**Instructions to follow**
Reproduce each of the records below word for word, leaving out nothing and changing nothing.

□ □ □ □

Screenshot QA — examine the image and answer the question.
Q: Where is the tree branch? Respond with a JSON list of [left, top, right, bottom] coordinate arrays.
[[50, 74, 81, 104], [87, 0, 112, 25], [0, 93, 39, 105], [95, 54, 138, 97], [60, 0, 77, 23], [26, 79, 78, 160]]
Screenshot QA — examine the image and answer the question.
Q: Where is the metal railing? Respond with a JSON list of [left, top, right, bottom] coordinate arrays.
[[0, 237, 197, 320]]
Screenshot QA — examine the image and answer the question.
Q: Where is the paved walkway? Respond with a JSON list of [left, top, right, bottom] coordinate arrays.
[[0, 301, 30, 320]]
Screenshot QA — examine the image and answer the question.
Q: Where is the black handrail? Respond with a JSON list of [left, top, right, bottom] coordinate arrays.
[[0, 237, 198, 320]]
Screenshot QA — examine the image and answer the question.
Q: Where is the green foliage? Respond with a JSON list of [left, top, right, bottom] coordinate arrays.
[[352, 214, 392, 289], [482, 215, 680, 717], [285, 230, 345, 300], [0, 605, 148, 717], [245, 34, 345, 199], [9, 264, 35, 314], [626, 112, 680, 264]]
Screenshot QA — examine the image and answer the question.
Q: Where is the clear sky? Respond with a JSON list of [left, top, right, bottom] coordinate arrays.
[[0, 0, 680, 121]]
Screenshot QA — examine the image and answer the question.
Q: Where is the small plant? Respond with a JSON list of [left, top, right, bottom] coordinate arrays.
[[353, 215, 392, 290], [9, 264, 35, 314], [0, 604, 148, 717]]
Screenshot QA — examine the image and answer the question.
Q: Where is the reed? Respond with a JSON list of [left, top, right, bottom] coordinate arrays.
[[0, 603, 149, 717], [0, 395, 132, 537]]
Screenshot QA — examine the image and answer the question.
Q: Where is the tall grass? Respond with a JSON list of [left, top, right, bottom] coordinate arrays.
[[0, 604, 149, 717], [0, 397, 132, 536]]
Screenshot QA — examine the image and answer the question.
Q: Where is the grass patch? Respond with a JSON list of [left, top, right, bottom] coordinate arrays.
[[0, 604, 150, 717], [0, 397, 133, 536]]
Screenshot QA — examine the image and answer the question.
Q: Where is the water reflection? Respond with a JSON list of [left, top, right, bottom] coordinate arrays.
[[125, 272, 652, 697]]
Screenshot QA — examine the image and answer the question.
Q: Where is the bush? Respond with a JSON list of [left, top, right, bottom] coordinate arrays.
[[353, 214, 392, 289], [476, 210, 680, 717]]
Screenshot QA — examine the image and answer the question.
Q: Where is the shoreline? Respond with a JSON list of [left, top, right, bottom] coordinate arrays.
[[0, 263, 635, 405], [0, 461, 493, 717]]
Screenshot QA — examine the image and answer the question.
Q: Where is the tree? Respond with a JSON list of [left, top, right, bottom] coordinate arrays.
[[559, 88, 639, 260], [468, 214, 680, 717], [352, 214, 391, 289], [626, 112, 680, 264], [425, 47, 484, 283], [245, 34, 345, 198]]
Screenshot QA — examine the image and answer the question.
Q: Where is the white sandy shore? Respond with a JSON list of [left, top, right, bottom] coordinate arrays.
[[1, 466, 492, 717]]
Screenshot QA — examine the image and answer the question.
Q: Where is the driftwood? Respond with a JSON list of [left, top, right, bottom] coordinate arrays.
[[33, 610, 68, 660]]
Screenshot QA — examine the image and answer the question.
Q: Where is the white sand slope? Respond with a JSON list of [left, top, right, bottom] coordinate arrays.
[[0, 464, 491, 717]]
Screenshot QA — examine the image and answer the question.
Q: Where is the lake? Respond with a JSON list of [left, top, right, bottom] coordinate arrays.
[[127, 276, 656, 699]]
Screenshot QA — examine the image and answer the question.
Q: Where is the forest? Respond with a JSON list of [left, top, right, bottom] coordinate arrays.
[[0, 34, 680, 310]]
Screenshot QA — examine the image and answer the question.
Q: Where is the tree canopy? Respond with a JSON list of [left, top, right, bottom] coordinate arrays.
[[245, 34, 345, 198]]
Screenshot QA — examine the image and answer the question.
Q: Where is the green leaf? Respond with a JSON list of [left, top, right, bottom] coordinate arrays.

□ □ □ □

**Complete response**
Screenshot QA — examine the image and answer the question.
Q: Where is the tree branch? Respond with a JSON list of [left, top, right, bottom] coordinate arrays.
[[50, 74, 81, 104], [87, 0, 112, 25], [0, 93, 39, 105], [95, 54, 138, 97], [60, 0, 77, 23], [26, 79, 78, 160]]
Screenshot QA — examine the image and answer the question.
Q: Where is the metal railing? Respond with a JSON list of [left, top, right, bottom] coordinate arrays.
[[0, 237, 197, 320]]
Screenshot QA — examine the image and answer the question.
Q: Where is the paved walkway? Respond with a JSON list of [left, top, right, bottom] coordinate arrays.
[[0, 301, 30, 320]]
Screenshot QA — examine the image and answer the question.
Q: Where is the black handrail? Respond with a JSON list of [left, top, right, bottom] coordinate arrays.
[[0, 237, 198, 320]]
Screenshot QA — examine the image and answer the question.
Q: Where is the green foliage? Respond with a JSON list of [left, top, right, bottom] coordinate arrays.
[[352, 214, 392, 289], [482, 215, 680, 717], [285, 230, 345, 300], [0, 605, 148, 717], [245, 34, 345, 199], [9, 264, 35, 314], [626, 112, 680, 264]]
Screenshot QA — examine the image and answer the question.
Q: Where is the clear sky? Respond with a JSON list of [left, top, right, bottom] coordinate arrays.
[[0, 0, 680, 121]]
Screenshot QA — examine the image and answer the question.
Q: Where is the small plant? Respond with a JSON list of [left, top, right, bottom] coordinate arrays.
[[353, 215, 392, 290], [9, 264, 35, 314], [0, 604, 148, 717]]
Screenshot QA — examine the image and answer the question.
Q: Where is the reed? Respond with a JSON list of [left, top, right, bottom] coordinate arrays.
[[0, 603, 149, 717], [0, 395, 132, 537]]
Screenshot QA — examine the image and answer the question.
Q: Where is the tall grass? Respond with a JSON list of [left, top, right, bottom] coordinate arrays.
[[0, 604, 149, 717], [0, 397, 132, 536]]
Screenshot QA — examine the image and answer the question.
Q: Where is the grass patch? Respond with a JSON list of [left, top, right, bottom] coordinate arrays.
[[0, 604, 150, 717], [0, 397, 133, 536]]
Screenshot QA — examine the image and answer the question.
Q: Where is the water reflection? Respond with a JSON list of [left, top, right, bottom] coordinate arrays.
[[125, 272, 652, 697]]
Screenshot QA — examine the image and answer the question.
Q: Where is the bush? Respond with a JSON list of [left, top, right, bottom] coordinate arrays.
[[353, 214, 392, 289], [476, 210, 680, 717]]
Screenshot QA — examine the image and answer the question.
Q: Where is the shoreline? Respond with a JSON list of [left, top, right, bottom] coordinate arrays.
[[0, 263, 635, 405], [0, 461, 493, 717]]
Screenshot QA — examine the image and answer the question.
Q: Where is the tree? Respond with a JSON list of [left, top, right, bottom] coordinate arrays.
[[559, 88, 639, 260], [468, 214, 680, 717], [352, 214, 391, 289], [626, 112, 680, 264], [425, 47, 484, 283], [245, 34, 345, 198]]
Screenshot QA — examine the image and answer the question.
Q: Where is the white sandy shore? Respond with a JSON list of [left, top, right, bottom] coordinate arrays.
[[1, 466, 492, 717]]
Screenshot QA — examine the image and answer the question.
Q: Where is the driftwood? Respond with a JSON list of [left, top, right, bottom] coordinate arrays.
[[33, 610, 68, 660]]
Screenshot QA — examine the image and answer the question.
Q: Where is the white sand slope? Respond with a JSON list of [left, top, right, bottom] coordinate arrays.
[[0, 464, 491, 717]]
Screenshot QA — examine the image and answer the question.
Q: Where is the lake? Respond with a JSON list of [left, top, right, bottom] coordinate arrays.
[[127, 276, 656, 699]]
Screenshot QA — examine the image and answer the question.
Q: Where is the forest? Respond with a JSON list of [left, top, right, bottom] coordinate arrays.
[[0, 34, 680, 310]]
Screenshot QA — examine the image and answer the question.
Q: Where is the tree canopy? Respond with a JSON list of [left, top, right, bottom] coordinate arrays.
[[245, 34, 345, 198]]
Screenshot QA — examine the image and answer the question.
Q: Where is the green leaf? Respond with a JSON list of [left, top, right, bottom] coordinate arrays.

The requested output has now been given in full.